[Stored items]
--
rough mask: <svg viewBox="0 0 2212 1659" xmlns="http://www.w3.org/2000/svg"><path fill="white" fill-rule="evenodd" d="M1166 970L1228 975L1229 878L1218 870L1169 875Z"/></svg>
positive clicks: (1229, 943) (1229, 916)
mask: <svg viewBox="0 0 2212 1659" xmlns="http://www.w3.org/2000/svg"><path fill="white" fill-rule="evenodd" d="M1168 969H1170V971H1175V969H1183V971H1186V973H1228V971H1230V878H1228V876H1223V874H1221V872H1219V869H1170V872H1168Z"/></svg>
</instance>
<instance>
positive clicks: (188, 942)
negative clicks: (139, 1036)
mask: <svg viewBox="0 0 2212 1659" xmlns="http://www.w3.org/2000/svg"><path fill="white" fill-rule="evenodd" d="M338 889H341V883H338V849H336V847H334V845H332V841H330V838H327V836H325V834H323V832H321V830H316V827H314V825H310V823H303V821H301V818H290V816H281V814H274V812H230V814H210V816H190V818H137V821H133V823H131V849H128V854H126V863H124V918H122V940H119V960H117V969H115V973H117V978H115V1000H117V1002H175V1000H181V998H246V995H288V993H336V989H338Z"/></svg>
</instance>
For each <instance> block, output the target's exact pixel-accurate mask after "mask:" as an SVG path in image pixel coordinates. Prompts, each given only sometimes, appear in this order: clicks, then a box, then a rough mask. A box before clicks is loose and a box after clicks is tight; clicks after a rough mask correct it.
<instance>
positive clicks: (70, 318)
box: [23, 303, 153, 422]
--
*REQUIRED ACTION*: The answer must be every line of the records that contains the word "rough".

*THE ANSWER*:
rough mask: <svg viewBox="0 0 2212 1659" xmlns="http://www.w3.org/2000/svg"><path fill="white" fill-rule="evenodd" d="M1166 970L1228 975L1229 878L1218 870L1169 875Z"/></svg>
For each <instance> block, output the target's exact pixel-accurate mask after "mask:" as an SVG path in image pixel coordinates. Prompts, each given only sometimes, appear in this order: clicks, then a box, then a rough mask. A box before clicks is loose and a box after clicks is tight; clicks after a rough mask correct it.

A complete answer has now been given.